Aim -> Report every line in the items below that contains the word "grassy", and copy each such line in full.

Supplied material ->
------------------------------------
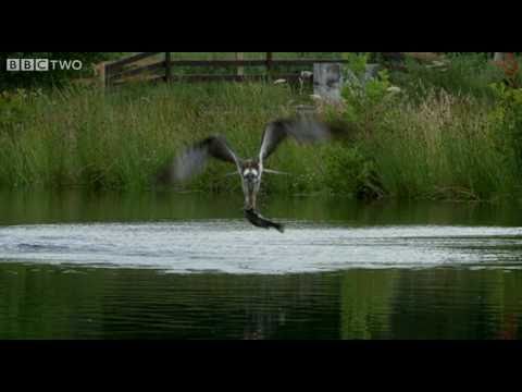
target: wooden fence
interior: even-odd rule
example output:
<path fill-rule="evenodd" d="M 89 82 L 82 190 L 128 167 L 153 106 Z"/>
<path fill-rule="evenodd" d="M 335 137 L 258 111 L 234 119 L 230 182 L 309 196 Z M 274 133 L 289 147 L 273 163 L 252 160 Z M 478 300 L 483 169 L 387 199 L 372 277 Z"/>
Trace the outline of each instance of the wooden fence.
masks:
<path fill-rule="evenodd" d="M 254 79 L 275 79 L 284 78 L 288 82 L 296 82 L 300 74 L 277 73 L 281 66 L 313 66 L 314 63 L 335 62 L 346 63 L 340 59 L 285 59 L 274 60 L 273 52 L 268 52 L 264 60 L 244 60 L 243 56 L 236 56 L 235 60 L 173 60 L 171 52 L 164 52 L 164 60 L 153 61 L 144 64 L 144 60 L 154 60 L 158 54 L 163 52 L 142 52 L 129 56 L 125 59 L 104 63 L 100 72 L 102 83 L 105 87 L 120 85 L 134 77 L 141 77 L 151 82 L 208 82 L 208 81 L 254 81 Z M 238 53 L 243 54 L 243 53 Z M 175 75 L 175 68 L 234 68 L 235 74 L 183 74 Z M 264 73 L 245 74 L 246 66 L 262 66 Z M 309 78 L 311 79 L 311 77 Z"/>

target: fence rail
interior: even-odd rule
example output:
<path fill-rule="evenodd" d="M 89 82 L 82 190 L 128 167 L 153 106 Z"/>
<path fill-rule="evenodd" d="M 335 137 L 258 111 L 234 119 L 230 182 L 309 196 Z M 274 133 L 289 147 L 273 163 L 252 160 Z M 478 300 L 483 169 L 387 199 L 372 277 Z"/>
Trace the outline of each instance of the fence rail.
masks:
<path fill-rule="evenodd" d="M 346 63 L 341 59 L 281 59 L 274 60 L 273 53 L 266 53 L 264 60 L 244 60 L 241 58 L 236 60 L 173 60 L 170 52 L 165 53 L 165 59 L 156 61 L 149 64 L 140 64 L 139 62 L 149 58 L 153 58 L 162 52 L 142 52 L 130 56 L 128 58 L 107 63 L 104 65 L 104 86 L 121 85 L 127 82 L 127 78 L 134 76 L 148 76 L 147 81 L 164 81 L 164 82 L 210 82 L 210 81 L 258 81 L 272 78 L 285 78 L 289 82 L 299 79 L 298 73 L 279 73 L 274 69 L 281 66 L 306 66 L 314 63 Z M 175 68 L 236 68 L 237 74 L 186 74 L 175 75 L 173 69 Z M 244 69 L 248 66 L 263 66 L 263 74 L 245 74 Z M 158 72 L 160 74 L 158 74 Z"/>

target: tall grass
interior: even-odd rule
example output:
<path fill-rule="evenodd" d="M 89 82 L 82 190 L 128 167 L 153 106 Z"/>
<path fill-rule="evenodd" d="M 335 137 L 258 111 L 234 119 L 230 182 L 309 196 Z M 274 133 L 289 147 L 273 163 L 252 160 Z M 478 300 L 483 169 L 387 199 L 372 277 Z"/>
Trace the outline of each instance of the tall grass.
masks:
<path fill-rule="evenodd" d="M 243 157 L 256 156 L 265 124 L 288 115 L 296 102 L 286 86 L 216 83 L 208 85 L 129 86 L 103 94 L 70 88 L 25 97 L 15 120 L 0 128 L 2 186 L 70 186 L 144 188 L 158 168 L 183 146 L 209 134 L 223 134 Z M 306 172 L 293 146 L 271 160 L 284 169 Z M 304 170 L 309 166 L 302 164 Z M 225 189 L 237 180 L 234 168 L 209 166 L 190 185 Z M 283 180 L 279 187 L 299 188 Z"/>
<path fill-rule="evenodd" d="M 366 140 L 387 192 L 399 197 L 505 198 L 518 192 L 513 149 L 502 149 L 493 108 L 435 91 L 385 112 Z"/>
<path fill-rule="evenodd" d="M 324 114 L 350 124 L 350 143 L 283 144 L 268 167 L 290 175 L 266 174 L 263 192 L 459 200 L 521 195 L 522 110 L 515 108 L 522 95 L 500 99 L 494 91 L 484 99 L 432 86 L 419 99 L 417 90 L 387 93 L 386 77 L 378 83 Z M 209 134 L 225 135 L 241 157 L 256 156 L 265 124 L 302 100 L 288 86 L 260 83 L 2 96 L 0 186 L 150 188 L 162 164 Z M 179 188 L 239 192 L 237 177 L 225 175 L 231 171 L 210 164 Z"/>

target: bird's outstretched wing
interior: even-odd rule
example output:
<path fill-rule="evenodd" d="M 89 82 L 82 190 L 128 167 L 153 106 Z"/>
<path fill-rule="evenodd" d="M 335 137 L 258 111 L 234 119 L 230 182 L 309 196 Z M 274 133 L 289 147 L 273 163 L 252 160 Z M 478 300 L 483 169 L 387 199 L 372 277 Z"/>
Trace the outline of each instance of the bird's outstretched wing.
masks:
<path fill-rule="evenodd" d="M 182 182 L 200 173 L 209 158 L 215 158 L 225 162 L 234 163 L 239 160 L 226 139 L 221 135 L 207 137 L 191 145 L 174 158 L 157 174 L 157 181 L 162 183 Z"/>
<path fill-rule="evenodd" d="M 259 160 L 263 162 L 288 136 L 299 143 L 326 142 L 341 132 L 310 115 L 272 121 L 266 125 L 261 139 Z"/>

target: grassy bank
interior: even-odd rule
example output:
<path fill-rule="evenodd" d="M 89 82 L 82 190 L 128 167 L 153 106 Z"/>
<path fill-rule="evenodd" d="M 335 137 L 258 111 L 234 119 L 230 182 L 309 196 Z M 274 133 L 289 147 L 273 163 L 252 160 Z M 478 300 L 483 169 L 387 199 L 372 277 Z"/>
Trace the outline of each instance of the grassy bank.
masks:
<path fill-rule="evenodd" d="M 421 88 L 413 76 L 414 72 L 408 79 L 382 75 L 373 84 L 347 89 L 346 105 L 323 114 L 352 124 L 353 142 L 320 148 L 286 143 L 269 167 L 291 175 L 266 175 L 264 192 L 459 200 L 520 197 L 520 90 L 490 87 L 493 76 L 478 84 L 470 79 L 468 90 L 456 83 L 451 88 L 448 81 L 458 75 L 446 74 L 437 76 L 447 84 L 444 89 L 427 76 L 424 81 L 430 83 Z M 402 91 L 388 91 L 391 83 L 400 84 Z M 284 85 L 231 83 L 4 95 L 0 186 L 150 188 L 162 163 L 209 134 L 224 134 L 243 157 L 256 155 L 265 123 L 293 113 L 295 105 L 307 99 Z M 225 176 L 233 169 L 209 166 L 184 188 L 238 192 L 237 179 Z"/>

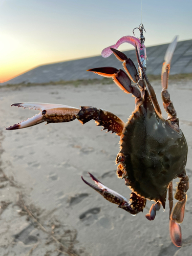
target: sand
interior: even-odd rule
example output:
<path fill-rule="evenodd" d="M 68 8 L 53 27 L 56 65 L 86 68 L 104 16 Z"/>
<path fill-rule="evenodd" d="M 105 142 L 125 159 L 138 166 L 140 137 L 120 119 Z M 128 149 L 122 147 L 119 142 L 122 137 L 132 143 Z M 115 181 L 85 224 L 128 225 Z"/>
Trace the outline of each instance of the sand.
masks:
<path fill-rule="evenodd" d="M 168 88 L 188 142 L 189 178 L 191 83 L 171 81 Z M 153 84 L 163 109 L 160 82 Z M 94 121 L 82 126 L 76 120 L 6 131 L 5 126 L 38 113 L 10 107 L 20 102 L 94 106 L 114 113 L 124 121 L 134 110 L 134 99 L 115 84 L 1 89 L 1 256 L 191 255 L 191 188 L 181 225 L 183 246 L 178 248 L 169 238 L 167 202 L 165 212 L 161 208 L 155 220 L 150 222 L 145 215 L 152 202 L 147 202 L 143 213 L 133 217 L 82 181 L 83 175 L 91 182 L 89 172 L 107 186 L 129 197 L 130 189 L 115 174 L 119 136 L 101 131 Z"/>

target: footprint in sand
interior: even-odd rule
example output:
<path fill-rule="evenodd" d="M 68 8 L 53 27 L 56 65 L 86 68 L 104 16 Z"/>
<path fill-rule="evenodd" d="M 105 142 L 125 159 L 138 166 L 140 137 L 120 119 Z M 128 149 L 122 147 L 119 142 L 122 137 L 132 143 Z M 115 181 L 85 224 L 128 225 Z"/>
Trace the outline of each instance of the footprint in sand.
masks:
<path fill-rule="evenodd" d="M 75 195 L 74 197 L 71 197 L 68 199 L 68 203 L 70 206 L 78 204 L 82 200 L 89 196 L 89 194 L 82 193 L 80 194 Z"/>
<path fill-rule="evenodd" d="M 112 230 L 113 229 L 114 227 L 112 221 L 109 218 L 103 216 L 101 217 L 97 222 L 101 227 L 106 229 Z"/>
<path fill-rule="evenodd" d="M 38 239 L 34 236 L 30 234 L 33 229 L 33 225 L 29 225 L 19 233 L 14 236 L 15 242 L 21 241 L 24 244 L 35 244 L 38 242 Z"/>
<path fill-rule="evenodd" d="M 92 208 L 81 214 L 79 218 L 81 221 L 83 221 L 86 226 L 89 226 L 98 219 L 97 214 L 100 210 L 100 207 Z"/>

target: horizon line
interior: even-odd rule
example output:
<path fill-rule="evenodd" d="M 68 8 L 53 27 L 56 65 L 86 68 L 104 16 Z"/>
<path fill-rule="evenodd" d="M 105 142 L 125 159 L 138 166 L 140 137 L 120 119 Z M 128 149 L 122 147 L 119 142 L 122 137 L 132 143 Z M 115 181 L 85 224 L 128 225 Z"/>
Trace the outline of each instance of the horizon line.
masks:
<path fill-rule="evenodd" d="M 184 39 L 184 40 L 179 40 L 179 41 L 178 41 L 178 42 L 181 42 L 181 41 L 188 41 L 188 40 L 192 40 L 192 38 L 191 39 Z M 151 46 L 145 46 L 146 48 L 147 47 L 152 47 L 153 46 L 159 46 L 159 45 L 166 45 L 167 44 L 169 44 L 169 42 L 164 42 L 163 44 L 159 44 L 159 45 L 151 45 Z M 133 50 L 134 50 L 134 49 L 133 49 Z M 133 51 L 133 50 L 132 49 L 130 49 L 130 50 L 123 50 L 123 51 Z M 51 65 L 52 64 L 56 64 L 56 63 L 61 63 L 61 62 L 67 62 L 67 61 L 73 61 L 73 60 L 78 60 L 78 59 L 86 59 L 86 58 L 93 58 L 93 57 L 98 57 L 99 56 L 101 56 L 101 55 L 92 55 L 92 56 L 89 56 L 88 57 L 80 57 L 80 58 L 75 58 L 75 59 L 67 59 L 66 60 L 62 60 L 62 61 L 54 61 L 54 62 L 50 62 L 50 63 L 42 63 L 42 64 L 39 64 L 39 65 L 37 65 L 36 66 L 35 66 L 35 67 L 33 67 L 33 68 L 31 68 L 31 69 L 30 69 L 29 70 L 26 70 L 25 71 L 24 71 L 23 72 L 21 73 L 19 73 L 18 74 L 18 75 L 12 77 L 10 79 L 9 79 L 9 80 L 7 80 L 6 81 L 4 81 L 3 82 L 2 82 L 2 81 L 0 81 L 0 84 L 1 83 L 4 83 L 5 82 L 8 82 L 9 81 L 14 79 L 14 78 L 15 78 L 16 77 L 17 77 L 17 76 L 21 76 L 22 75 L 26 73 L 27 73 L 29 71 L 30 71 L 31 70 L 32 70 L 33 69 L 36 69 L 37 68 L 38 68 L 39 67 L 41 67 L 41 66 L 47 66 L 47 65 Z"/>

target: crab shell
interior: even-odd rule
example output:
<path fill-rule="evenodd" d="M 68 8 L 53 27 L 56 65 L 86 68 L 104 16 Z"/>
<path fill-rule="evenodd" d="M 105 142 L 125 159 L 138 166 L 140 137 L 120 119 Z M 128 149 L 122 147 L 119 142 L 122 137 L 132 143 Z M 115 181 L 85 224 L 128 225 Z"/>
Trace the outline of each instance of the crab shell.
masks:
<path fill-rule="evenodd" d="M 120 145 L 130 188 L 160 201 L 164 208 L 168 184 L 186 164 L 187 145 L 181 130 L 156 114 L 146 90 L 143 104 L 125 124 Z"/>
------------------------------------
Output for this exercise ->
target: grassy bank
Trace the outline of each instance of the grassy bank.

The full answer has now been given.